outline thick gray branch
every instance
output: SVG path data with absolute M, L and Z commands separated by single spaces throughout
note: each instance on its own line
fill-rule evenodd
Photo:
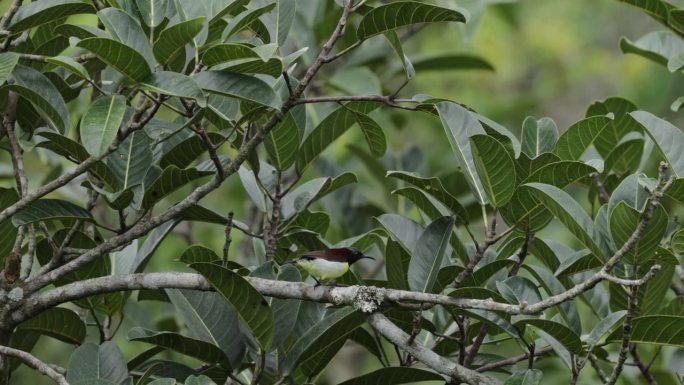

————————

Given instruction: Could you convert every line of the rows above into a JSON list of strings, with one string per line, no blank lines, and the picture left out?

Written answer:
[
  "outline thick gray branch",
  "every instance",
  "output: SVG path data with absolute M, L and Z commands separated by single spaces throughout",
  "note: each instance on its own line",
  "fill-rule evenodd",
  "Photo:"
]